## Goal
Select and copy out every line of the data below that contains the string "wood", treating uppercase and lowercase letters as distinct.

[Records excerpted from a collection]

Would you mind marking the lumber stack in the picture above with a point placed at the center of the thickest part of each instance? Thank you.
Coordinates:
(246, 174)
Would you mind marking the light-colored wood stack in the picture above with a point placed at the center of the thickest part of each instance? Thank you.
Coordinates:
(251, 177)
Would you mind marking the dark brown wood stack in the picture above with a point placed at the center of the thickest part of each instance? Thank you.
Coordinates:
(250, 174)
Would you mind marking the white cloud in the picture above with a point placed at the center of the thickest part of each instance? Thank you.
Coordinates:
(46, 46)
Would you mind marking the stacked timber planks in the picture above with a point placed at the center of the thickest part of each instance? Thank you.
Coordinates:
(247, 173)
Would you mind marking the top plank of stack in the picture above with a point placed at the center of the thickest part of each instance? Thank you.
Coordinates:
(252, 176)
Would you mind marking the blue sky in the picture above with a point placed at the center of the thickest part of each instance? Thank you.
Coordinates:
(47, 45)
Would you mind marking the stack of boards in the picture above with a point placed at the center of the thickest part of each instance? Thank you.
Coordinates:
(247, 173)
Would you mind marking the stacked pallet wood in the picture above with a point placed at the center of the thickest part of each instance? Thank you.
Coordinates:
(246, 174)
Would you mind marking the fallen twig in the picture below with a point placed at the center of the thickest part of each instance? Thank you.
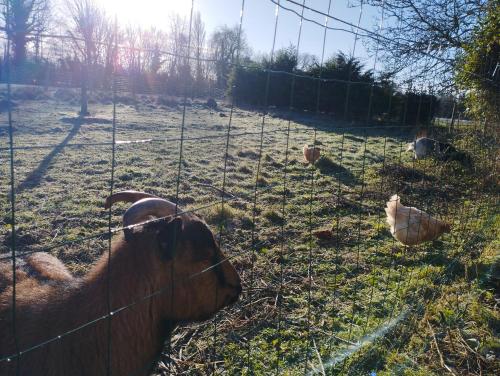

## Task answer
Would you mind marking the light-colored wood stack in the picture above with a point placed at the center of the thickest part of each instance? Thank you.
Would you mind marking the dark brown wood stack in the picture above with a point placed at the center of the thickest part of each instance? Thank you.
Would you mind marking the stacked pallet wood in the picture above with a point placed at the center of the thickest part of each instance? Thank you.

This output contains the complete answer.